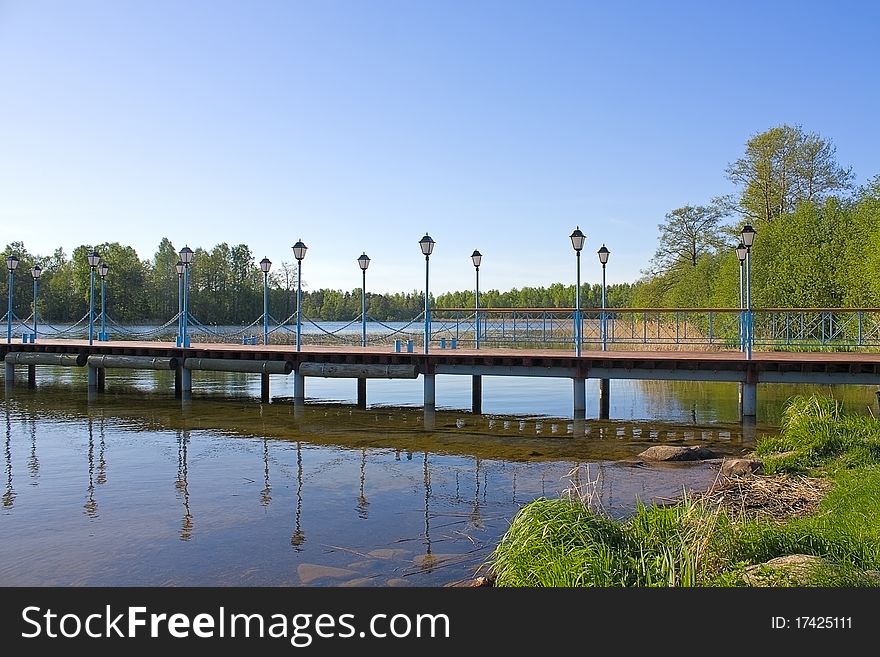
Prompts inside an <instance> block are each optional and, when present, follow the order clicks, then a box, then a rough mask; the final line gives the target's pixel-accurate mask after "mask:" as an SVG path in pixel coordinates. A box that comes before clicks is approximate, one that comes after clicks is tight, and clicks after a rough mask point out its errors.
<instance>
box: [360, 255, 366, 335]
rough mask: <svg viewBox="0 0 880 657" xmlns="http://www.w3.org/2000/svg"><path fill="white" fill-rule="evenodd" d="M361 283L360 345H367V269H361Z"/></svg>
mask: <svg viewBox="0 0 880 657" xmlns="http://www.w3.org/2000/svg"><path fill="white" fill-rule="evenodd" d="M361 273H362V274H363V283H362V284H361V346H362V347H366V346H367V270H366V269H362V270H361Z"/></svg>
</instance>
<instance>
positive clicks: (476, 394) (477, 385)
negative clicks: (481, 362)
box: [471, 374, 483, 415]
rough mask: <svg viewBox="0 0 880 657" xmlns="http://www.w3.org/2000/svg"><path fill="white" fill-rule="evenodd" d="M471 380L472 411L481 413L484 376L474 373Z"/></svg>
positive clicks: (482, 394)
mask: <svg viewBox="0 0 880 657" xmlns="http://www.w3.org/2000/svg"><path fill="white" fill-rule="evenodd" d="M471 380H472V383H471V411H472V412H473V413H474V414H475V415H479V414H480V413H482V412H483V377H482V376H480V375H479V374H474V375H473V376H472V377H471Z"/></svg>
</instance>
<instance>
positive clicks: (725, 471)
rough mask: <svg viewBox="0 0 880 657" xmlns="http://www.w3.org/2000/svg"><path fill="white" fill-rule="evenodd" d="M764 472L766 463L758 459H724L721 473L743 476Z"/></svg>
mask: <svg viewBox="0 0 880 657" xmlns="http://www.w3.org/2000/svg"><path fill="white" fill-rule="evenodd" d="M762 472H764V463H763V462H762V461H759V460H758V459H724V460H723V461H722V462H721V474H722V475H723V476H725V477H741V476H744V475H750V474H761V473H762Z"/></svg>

+++

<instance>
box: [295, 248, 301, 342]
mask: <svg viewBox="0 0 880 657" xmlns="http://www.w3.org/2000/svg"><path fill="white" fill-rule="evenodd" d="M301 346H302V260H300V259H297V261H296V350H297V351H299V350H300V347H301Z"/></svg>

+++

Pull out every line of the records that contains the word "positive", and copy each one in full.

positive clicks: (476, 394) (477, 385)
positive clicks: (482, 394)
positive clicks: (725, 471)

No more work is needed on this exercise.